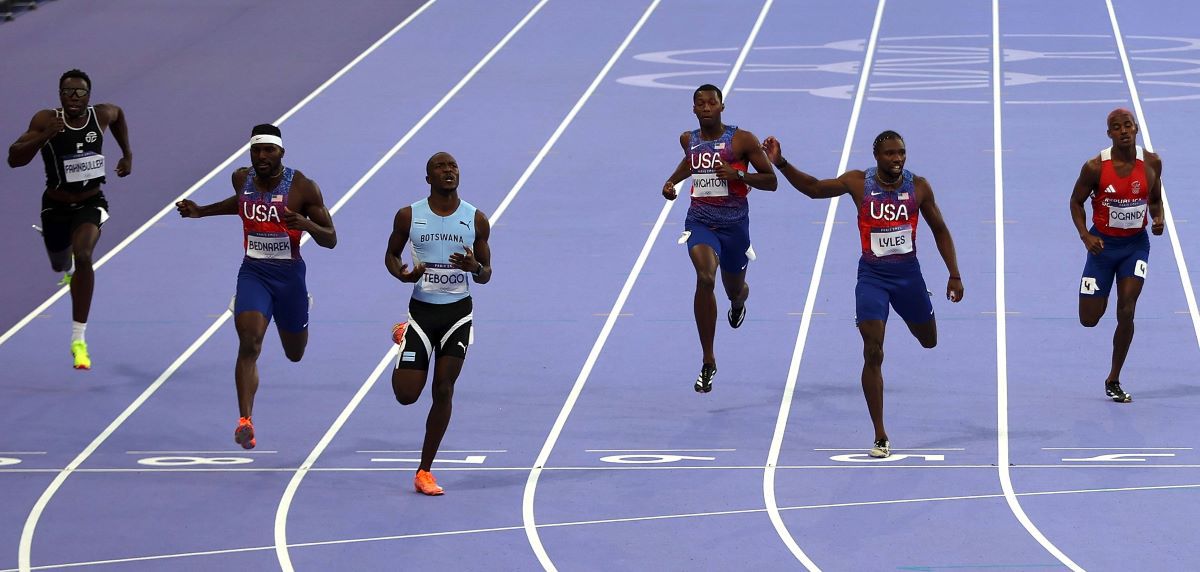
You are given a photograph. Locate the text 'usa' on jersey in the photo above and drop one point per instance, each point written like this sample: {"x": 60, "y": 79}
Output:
{"x": 713, "y": 199}
{"x": 72, "y": 157}
{"x": 267, "y": 236}
{"x": 433, "y": 239}
{"x": 887, "y": 220}
{"x": 1119, "y": 204}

┄┄┄┄┄┄┄┄┄┄

Task details ->
Leaving out all pictures, transcribe the listing exactly.

Result below ->
You are given a photograph. Locate the text 'usa' on jersey in the photo above and drop one point per instance, each point written like this sample: {"x": 60, "y": 79}
Output:
{"x": 713, "y": 199}
{"x": 72, "y": 157}
{"x": 267, "y": 236}
{"x": 433, "y": 239}
{"x": 887, "y": 220}
{"x": 1119, "y": 204}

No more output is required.